• **WHAT TO WORK ON**
Produce an exact copy of the lines from the line that contains "white cloud, locate" to the end of the listing below.

• **Point annotation records**
────────────────
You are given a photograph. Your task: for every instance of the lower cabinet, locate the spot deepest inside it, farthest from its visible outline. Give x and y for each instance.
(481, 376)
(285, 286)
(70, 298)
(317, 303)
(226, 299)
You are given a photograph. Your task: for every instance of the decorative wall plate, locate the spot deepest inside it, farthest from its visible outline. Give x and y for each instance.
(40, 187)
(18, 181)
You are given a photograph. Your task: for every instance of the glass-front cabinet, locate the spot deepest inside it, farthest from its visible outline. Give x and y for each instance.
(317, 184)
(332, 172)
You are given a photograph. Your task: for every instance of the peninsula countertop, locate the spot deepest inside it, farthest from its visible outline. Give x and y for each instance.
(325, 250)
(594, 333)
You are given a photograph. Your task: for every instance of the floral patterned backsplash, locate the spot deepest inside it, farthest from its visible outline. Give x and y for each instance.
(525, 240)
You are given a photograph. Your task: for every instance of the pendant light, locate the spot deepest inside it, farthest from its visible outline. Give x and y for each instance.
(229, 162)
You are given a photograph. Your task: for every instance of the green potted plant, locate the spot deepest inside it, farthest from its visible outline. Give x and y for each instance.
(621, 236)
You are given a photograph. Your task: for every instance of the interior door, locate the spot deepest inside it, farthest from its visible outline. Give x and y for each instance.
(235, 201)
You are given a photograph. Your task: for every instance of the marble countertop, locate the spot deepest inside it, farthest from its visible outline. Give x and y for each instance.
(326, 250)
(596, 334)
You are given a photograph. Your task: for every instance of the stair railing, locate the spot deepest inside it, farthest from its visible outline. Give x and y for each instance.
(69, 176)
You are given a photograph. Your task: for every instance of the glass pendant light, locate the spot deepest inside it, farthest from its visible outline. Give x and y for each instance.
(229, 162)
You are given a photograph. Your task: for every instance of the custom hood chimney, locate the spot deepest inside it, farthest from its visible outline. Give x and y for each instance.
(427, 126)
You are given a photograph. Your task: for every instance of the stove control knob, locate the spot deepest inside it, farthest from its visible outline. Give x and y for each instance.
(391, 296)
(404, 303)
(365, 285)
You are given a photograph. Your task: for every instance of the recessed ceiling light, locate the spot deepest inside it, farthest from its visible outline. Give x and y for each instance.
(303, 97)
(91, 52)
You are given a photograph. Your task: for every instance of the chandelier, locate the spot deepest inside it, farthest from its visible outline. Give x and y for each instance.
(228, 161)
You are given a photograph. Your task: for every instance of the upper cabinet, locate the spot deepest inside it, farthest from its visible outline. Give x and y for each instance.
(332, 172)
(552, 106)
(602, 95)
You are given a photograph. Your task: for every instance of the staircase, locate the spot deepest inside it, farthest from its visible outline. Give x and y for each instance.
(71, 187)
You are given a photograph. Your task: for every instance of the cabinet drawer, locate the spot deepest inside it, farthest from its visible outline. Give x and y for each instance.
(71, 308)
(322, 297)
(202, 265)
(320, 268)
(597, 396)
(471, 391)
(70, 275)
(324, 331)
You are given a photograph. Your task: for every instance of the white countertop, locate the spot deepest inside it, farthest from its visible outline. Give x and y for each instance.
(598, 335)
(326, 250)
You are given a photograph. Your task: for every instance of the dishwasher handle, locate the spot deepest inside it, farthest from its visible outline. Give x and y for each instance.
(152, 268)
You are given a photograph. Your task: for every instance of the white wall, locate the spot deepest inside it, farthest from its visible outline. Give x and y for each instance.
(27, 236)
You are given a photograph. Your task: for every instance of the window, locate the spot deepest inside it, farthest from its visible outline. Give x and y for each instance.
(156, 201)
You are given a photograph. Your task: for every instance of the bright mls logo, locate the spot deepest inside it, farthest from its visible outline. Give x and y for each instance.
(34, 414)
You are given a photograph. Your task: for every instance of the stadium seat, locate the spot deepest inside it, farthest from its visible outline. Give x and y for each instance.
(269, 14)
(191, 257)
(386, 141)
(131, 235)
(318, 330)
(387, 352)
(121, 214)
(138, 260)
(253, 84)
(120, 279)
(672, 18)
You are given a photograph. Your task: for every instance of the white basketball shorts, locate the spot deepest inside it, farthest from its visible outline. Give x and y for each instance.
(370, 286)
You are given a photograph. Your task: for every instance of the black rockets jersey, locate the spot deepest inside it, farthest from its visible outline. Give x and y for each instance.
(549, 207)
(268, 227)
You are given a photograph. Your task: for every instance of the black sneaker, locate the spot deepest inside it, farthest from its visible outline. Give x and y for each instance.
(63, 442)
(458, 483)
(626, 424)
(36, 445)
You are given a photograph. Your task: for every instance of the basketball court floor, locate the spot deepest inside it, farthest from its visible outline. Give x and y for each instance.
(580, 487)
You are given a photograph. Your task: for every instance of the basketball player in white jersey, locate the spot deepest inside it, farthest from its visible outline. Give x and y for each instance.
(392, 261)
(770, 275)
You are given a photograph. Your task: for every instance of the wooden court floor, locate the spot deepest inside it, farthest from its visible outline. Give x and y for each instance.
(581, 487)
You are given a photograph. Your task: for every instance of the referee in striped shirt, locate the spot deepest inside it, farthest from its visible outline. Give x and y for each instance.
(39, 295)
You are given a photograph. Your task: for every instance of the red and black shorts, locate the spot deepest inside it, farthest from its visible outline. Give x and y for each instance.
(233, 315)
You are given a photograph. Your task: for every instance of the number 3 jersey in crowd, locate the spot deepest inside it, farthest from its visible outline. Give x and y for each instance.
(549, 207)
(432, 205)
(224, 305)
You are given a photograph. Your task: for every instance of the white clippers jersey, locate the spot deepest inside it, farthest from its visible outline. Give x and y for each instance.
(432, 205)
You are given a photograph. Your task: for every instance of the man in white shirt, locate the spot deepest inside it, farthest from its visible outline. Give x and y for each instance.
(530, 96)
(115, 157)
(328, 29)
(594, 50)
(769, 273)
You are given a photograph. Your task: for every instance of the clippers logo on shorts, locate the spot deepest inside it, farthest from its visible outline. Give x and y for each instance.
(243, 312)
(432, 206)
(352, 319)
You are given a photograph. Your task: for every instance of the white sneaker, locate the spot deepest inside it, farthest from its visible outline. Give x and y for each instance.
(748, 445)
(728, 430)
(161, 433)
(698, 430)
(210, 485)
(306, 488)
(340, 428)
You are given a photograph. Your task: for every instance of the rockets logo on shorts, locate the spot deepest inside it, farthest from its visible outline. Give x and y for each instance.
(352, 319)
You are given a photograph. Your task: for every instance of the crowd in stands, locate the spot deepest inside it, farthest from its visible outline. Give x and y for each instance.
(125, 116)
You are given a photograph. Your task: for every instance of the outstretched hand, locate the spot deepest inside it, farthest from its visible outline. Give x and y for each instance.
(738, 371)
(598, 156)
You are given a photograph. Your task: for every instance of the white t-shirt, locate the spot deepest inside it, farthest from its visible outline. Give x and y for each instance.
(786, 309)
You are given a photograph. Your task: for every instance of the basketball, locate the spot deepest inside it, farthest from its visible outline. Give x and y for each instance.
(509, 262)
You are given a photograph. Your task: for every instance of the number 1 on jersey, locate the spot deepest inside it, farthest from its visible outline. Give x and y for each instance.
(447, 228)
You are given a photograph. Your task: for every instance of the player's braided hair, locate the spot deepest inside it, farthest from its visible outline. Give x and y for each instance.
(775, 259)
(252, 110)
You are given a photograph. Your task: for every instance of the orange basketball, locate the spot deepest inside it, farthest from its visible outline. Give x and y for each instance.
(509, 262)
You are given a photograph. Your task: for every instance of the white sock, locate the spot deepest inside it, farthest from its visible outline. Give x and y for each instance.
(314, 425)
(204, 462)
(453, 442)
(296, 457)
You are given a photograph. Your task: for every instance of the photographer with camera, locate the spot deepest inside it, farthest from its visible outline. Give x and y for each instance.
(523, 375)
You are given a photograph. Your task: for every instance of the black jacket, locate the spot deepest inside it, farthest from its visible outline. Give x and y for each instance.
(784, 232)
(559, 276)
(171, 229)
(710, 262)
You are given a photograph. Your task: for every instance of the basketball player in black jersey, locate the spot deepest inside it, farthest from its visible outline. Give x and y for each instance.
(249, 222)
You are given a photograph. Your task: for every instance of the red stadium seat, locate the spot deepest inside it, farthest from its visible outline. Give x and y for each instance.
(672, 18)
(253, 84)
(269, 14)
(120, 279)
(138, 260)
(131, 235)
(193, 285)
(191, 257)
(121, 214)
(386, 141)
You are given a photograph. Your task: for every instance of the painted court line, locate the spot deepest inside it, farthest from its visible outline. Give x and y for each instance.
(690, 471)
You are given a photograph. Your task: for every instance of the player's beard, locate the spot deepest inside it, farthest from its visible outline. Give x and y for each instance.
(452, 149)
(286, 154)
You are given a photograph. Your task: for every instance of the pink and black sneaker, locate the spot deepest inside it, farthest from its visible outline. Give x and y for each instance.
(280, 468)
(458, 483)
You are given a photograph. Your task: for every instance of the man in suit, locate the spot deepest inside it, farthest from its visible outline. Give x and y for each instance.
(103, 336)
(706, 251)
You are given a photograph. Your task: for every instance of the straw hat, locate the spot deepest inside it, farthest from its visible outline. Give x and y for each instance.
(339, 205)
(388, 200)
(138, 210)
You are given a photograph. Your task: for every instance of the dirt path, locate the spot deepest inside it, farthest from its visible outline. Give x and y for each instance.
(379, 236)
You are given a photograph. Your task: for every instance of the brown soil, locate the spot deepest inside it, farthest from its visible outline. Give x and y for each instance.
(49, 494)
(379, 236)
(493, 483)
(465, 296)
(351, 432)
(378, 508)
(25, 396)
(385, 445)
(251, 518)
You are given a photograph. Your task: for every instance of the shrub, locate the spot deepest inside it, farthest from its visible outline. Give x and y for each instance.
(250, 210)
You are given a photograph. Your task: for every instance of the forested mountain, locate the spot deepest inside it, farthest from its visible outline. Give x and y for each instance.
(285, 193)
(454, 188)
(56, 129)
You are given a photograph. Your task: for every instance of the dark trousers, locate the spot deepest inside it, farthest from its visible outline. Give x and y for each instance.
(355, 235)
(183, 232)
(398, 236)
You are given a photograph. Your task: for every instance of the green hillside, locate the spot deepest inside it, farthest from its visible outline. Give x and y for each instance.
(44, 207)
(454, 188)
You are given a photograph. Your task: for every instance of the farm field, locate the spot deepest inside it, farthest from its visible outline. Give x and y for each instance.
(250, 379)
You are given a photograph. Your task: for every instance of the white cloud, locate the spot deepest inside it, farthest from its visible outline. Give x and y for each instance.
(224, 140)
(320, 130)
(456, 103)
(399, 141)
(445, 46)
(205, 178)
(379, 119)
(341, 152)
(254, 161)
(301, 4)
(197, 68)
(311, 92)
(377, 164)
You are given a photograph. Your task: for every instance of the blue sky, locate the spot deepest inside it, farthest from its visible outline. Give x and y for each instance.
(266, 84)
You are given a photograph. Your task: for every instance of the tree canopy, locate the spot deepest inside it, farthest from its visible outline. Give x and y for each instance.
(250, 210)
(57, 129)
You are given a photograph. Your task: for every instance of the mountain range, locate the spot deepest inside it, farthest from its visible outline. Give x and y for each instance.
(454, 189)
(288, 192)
────────────────
• **SOLUTION FOR THIS EXERCISE**
You are given a photograph. Your task: for every instance of the white cloud, locate the spot deepest inside it, farthest from its visible outline. Give x and y for each instance.
(224, 140)
(320, 130)
(456, 103)
(399, 141)
(445, 46)
(205, 178)
(379, 119)
(341, 152)
(254, 161)
(301, 4)
(197, 68)
(311, 92)
(377, 164)
You are given a photograph. Your task: for every instance of the blue sky, locate the spot deepest inside it, farthest from its visible outline. Give x and y for each instance.
(266, 84)
You are given a photograph. Your task: for every instance of the tree canopy, locate the spot deepest inside it, farthest from its visible outline. Give x and y for each instance.
(250, 210)
(57, 129)
You are given a photograph. Your task: for every instance of the mountain range, locate the spot deepest inside it, farthest from its visible outline. Give x and y for each instance.
(454, 189)
(288, 192)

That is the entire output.